### Problem
Your copy of the material must match it exactly, except that pictures are dropped.

### Input data

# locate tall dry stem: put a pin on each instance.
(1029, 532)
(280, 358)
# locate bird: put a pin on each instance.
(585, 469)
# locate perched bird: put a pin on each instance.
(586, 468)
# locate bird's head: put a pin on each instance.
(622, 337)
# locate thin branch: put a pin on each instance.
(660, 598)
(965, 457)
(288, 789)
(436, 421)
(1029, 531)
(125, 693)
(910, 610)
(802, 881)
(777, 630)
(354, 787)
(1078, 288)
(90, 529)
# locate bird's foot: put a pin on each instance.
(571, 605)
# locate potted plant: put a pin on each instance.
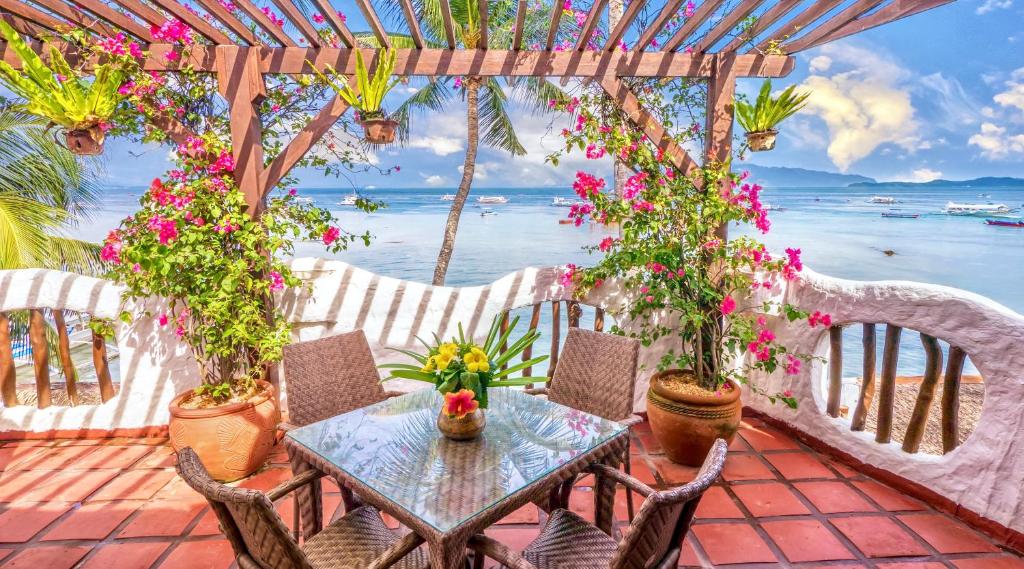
(194, 244)
(463, 370)
(760, 119)
(57, 92)
(369, 95)
(691, 294)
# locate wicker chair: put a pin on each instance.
(653, 539)
(596, 373)
(261, 539)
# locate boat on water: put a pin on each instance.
(976, 209)
(560, 202)
(882, 200)
(1005, 223)
(493, 200)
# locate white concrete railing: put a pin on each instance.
(985, 474)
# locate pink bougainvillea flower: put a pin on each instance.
(728, 305)
(332, 234)
(460, 403)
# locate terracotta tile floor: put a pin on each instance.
(117, 504)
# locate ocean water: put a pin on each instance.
(838, 230)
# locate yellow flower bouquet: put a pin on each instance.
(463, 369)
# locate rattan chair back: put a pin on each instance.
(665, 517)
(329, 377)
(596, 373)
(247, 518)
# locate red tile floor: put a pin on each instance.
(118, 504)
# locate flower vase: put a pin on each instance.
(463, 428)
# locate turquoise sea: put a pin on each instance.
(838, 230)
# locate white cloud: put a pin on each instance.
(990, 5)
(995, 142)
(440, 145)
(865, 106)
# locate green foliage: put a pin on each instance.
(58, 93)
(370, 92)
(767, 112)
(461, 363)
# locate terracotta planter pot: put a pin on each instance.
(85, 141)
(464, 429)
(687, 425)
(231, 440)
(761, 141)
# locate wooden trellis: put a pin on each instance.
(244, 44)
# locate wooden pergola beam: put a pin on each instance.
(628, 101)
(849, 14)
(629, 15)
(701, 14)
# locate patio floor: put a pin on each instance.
(117, 502)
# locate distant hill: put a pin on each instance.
(987, 182)
(772, 176)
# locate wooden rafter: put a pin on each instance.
(726, 25)
(616, 34)
(448, 22)
(375, 23)
(556, 17)
(336, 24)
(593, 16)
(763, 23)
(414, 26)
(702, 13)
(668, 12)
(301, 144)
(628, 101)
(226, 18)
(801, 20)
(299, 20)
(853, 11)
(263, 20)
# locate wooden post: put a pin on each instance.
(40, 356)
(867, 381)
(102, 366)
(950, 399)
(720, 116)
(887, 385)
(64, 349)
(919, 419)
(8, 378)
(835, 369)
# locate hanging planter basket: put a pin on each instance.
(85, 141)
(379, 131)
(761, 141)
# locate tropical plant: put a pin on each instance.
(57, 92)
(370, 95)
(461, 364)
(687, 281)
(768, 111)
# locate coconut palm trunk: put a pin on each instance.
(469, 167)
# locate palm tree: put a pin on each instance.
(44, 190)
(485, 97)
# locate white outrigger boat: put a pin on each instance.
(882, 200)
(493, 200)
(976, 209)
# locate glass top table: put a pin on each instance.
(393, 456)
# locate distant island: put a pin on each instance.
(977, 183)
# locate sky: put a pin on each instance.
(936, 95)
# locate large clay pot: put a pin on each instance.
(85, 141)
(231, 440)
(463, 428)
(379, 131)
(686, 425)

### Worked solution
# locate tall dry stem: put a pin on each instance.
(1029, 532)
(280, 358)
# locate bird: put a pin on each instance.
(585, 469)
# locate perched bird: put a pin on each instance.
(586, 468)
# locate bird's head: put a pin on each instance.
(622, 337)
# locate thin branch: put a pin on each instance.
(660, 598)
(965, 457)
(288, 789)
(436, 421)
(1029, 531)
(125, 693)
(910, 610)
(802, 881)
(777, 630)
(354, 787)
(1078, 288)
(90, 529)
# locate bird's foot: put a pin on each instance.
(571, 605)
# locate potted plant: put a pin on each instance.
(194, 244)
(463, 370)
(760, 119)
(57, 92)
(369, 95)
(691, 294)
# locate wicker chair: put a pin on each instance.
(653, 539)
(596, 373)
(261, 539)
# locate boat on water: put a pin on each instance.
(976, 209)
(560, 202)
(882, 200)
(1005, 223)
(493, 200)
# locate white concrete railing: put a pin on each instance.
(985, 474)
# locate pink bougainvillea flower: put a pin on each instance.
(728, 305)
(332, 234)
(460, 403)
# locate terracotta tile floor: put a pin on each instance.
(117, 504)
# locate ocean water: put a pin on each instance.
(838, 230)
# locate yellow flower bouquet: put a pin on each instance.
(463, 369)
# locate rattan chair back: put a pin on each instance.
(665, 517)
(329, 377)
(596, 373)
(247, 518)
# locate red tile floor: put a pin on each instance.
(118, 504)
# locate flower vase: put a pin on each instance.
(463, 428)
# locate turquoise sea: put a pin on each instance.
(838, 230)
# locate white cloud: put a pin on each instance.
(990, 5)
(995, 142)
(440, 145)
(865, 106)
# locate green foliage: put a pin on each instance.
(58, 93)
(370, 92)
(767, 112)
(461, 363)
# locate terracotta planter pot: put a pin on each instance.
(85, 141)
(464, 429)
(687, 425)
(231, 440)
(761, 141)
# locate wooden trellis: put a pin on each instance.
(244, 44)
# locate wooden pergola beam: put a pin on each instance.
(628, 101)
(849, 14)
(629, 15)
(701, 14)
# locate patio floor: put a pin on each instance.
(117, 502)
# locate distant hill: put a pin on each instance.
(987, 182)
(772, 176)
# locate wooden rafter: put a pin on each instance.
(726, 25)
(616, 34)
(448, 22)
(375, 23)
(556, 17)
(336, 24)
(593, 16)
(763, 23)
(414, 26)
(702, 13)
(668, 12)
(301, 144)
(628, 101)
(226, 18)
(801, 20)
(299, 20)
(853, 11)
(263, 20)
# locate wooden post: put a pin on each instance.
(40, 356)
(867, 381)
(102, 366)
(950, 399)
(720, 116)
(887, 385)
(64, 349)
(919, 419)
(8, 378)
(835, 369)
# locate hanging planter basket: put a pin on each instance.
(85, 141)
(379, 131)
(761, 141)
# locate tropical plant: put a pin on each instance.
(57, 92)
(370, 95)
(461, 364)
(687, 281)
(768, 111)
# locate coconut palm trunk: put a pin on each instance.
(469, 167)
# locate palm tree: put a pin on each instance.
(44, 190)
(485, 97)
# locate white outrigger boat: put a pin on each instance.
(882, 200)
(493, 200)
(976, 209)
# locate glass top table: put a pin on each instance.
(393, 456)
# locate distant island: put a pin on each instance.
(977, 183)
# locate sky: put a pin on each instance.
(936, 95)
# locate large clay pot: put a pin on each instance.
(85, 141)
(231, 440)
(463, 428)
(379, 131)
(686, 425)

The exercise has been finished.